--- begin Extracted data ---

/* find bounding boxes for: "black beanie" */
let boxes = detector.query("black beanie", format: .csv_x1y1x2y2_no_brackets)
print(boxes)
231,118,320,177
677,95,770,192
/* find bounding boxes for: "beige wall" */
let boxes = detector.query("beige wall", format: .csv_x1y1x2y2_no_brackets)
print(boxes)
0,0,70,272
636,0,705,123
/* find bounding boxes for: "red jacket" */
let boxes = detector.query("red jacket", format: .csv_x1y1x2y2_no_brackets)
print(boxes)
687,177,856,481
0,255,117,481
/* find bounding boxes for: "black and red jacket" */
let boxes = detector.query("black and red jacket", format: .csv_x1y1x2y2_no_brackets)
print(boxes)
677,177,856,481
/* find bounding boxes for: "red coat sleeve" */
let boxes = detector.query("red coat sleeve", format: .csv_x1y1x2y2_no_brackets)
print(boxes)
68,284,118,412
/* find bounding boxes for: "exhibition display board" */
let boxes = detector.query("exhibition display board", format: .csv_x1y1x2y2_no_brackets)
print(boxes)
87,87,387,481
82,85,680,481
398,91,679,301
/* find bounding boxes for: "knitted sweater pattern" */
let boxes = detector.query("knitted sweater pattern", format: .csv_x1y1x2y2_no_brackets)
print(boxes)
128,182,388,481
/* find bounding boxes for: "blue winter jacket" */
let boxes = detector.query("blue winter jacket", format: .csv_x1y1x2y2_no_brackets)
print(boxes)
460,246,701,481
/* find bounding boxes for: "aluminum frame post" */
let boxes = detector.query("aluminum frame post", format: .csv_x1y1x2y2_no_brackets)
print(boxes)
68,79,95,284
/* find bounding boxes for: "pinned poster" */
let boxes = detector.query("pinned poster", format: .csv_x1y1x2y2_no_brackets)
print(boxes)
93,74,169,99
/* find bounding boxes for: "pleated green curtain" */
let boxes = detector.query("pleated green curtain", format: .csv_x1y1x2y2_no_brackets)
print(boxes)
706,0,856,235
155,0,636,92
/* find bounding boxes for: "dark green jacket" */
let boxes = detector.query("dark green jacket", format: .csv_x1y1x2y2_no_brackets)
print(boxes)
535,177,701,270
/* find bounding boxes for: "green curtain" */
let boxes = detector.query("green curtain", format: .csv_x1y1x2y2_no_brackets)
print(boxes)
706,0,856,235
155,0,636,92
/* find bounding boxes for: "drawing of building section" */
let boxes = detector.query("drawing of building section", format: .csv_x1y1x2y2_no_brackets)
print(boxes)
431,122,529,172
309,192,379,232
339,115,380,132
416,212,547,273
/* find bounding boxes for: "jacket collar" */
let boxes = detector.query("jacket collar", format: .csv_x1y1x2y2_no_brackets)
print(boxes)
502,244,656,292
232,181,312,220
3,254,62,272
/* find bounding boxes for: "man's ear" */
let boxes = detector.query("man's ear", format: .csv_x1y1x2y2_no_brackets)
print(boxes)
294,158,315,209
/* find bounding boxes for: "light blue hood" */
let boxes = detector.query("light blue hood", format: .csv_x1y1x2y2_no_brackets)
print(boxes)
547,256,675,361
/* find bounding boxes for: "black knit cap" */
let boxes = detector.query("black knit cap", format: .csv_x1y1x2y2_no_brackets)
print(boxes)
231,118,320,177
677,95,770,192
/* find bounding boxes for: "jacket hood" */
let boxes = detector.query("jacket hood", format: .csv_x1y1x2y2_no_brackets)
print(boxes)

--- end Extracted data ---

● Instructions for the task
Rewrite the data from its start through the line containing "398,91,679,301", including that line, with "detector" replaced by "locator" wherever it occurs and nothing else changed.

● Task solution
/* find bounding boxes for: "black beanie" */
let boxes = locator.query("black beanie", format: .csv_x1y1x2y2_no_brackets)
print(boxes)
231,118,320,177
677,95,770,192
/* find bounding boxes for: "beige wall" */
let boxes = locator.query("beige wall", format: .csv_x1y1x2y2_no_brackets)
print(boxes)
0,0,70,272
636,0,705,123
/* find bounding boxes for: "red jacket" */
let boxes = locator.query("red jacket", format: .csv_x1y1x2y2_no_brackets)
print(boxes)
687,177,856,481
0,255,117,481
/* find bounding boxes for: "black and red jacket" */
let boxes = locator.query("black and red jacket", format: .csv_x1y1x2y2_no_brackets)
print(boxes)
677,177,856,481
/* find bounding boxes for: "red coat sleeve" */
let boxes = locator.query("red coat sleeve", format: .csv_x1y1x2y2_no_brackets)
print(boxes)
68,284,118,412
/* find bounding boxes for: "exhibition display board" */
let boxes = locator.query("exhibition display board", format: .csv_x1y1x2y2_no_brackets)
print(boxes)
87,87,387,481
82,85,680,481
398,91,679,301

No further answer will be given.